Challenge
Which lines of the listing below contain the string "logo"? Return each of those lines in full, treating uppercase and lowercase as different.

[Region labeling listing]
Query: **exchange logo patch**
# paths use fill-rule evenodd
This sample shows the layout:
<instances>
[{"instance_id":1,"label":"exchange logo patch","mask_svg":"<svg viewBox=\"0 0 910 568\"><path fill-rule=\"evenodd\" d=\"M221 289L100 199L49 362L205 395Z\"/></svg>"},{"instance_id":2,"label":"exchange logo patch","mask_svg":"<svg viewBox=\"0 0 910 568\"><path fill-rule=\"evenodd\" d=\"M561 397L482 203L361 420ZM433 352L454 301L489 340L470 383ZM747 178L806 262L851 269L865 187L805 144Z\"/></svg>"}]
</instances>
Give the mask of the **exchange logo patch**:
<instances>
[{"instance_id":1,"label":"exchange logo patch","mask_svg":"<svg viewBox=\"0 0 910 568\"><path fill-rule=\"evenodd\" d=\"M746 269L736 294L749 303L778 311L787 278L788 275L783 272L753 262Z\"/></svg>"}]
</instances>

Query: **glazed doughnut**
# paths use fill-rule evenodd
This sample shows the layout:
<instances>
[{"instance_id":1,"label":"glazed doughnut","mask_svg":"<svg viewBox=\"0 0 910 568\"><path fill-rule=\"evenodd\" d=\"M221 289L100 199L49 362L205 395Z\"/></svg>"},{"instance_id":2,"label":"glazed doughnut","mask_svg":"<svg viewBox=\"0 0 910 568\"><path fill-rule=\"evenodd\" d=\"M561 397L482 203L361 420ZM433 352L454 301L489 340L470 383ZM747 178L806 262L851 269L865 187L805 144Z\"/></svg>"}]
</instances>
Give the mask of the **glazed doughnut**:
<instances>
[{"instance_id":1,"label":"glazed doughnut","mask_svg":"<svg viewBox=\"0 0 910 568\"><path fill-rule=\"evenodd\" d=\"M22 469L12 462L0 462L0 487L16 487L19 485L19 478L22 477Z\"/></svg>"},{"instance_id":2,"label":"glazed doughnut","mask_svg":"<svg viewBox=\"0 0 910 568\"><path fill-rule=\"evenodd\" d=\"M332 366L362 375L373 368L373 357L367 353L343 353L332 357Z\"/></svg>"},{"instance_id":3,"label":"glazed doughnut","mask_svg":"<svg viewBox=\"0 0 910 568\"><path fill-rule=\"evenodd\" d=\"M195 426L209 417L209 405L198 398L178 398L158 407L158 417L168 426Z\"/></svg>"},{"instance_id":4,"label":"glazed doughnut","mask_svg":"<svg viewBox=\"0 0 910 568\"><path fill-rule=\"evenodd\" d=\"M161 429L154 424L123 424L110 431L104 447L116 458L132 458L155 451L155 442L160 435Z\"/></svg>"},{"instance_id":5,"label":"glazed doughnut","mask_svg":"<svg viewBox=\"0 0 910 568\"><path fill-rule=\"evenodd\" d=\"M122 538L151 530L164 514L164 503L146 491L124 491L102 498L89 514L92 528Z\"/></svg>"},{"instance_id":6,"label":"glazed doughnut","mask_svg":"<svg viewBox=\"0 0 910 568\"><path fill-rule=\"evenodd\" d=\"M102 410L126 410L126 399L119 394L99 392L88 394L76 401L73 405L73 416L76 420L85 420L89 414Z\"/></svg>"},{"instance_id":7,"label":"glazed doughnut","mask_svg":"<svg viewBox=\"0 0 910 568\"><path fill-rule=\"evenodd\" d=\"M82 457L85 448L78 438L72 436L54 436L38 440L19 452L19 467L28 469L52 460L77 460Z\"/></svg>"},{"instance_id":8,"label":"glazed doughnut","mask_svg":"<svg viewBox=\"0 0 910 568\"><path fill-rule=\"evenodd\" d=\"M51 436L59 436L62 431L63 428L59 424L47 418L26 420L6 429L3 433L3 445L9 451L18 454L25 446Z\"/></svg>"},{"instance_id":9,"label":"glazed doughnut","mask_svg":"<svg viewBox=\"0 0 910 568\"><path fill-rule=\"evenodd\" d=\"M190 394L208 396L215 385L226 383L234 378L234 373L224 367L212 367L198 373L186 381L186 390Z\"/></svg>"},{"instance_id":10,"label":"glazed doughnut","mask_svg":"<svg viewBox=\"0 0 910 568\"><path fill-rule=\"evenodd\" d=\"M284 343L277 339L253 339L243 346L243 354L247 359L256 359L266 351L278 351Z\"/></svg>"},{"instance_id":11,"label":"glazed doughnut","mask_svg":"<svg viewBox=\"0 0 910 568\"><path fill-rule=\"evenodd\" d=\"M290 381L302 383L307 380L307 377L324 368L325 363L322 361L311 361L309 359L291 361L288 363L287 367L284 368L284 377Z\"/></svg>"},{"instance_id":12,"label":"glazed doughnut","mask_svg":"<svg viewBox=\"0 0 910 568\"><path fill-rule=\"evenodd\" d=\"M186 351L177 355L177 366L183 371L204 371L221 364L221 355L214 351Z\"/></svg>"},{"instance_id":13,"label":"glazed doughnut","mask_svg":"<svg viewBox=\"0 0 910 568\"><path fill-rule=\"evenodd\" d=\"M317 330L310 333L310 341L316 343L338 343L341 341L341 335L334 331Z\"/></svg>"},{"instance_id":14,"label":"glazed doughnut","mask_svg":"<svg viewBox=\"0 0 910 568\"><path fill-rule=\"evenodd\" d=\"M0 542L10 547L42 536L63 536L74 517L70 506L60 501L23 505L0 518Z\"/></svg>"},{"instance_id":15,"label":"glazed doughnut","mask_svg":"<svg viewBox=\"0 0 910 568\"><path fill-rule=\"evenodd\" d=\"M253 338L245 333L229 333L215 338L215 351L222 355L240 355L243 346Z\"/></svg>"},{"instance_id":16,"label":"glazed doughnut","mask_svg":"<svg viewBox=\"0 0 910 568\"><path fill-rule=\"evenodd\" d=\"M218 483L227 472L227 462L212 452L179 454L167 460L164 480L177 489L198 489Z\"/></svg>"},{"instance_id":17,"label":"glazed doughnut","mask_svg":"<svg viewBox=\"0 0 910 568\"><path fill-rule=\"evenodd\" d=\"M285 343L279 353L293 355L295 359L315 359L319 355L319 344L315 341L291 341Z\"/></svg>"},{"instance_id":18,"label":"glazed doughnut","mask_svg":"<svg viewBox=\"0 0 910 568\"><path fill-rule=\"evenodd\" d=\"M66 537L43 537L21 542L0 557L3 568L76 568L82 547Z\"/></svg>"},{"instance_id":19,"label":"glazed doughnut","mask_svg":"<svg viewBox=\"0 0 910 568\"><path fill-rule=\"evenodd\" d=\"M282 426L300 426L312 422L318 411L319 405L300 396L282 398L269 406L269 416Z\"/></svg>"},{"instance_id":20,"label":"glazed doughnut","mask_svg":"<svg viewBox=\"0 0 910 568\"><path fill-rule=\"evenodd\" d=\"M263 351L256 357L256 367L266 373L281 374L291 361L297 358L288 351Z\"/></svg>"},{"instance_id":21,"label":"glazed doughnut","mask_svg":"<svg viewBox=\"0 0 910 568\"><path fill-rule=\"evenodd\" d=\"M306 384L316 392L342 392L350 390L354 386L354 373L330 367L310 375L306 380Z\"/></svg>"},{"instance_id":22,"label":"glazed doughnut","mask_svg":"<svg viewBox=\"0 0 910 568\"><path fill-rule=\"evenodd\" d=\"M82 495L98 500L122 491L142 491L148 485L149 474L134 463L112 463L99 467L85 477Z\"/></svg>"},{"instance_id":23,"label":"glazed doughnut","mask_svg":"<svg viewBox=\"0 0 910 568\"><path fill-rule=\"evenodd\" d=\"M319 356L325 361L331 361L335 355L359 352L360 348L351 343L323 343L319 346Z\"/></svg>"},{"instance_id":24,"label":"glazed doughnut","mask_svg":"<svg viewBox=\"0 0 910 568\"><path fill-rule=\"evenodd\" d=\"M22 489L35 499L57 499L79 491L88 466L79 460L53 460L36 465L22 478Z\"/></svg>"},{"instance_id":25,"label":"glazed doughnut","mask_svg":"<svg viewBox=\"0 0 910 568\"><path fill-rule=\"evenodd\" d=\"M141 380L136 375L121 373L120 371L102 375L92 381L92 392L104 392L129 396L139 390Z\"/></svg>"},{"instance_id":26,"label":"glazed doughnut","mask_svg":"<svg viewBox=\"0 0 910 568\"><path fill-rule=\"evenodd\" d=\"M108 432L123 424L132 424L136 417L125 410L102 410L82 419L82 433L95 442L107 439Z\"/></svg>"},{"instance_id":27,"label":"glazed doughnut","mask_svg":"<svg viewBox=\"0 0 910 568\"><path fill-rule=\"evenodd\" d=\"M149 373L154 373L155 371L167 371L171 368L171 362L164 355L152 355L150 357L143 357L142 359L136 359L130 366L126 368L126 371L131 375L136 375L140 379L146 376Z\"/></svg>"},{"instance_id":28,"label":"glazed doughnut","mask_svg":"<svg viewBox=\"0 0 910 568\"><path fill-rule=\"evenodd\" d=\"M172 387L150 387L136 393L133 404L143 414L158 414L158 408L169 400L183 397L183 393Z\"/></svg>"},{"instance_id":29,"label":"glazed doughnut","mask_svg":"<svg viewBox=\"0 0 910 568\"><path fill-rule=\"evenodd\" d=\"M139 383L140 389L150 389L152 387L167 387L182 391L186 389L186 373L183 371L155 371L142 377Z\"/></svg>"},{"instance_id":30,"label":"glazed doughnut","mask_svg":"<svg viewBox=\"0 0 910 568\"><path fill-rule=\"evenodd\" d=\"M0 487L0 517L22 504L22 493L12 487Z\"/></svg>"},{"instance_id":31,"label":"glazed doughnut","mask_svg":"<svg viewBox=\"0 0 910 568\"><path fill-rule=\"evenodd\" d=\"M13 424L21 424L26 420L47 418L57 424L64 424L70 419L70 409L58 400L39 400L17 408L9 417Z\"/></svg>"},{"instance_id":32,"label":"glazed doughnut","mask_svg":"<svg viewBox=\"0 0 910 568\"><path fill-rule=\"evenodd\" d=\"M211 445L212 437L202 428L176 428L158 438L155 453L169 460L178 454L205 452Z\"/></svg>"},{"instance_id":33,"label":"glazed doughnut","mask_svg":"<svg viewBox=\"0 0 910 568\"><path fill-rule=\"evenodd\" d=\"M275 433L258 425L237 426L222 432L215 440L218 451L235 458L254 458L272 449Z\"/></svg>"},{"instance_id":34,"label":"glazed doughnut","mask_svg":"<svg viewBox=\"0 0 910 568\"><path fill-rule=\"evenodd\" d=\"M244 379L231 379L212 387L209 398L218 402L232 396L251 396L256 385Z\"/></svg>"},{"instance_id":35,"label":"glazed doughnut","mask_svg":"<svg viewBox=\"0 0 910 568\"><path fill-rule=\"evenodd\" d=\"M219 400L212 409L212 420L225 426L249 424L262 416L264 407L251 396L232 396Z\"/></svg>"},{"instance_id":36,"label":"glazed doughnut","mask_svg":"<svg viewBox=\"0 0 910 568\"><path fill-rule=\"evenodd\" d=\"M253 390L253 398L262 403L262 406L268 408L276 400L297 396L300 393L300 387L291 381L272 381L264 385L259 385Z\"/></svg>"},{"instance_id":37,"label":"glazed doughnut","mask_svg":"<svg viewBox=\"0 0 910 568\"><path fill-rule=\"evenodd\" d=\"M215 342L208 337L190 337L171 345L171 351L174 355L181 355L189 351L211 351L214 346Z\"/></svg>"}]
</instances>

Answer below
Query: **exchange logo patch**
[{"instance_id":1,"label":"exchange logo patch","mask_svg":"<svg viewBox=\"0 0 910 568\"><path fill-rule=\"evenodd\" d=\"M221 289L100 199L49 362L205 395Z\"/></svg>"},{"instance_id":2,"label":"exchange logo patch","mask_svg":"<svg viewBox=\"0 0 910 568\"><path fill-rule=\"evenodd\" d=\"M561 397L482 203L361 420ZM433 352L454 301L489 340L470 383ZM747 178L806 262L851 269L865 187L805 144Z\"/></svg>"}]
Give the mask of the **exchange logo patch**:
[{"instance_id":1,"label":"exchange logo patch","mask_svg":"<svg viewBox=\"0 0 910 568\"><path fill-rule=\"evenodd\" d=\"M746 269L736 294L749 303L778 311L787 278L788 275L783 272L753 262Z\"/></svg>"}]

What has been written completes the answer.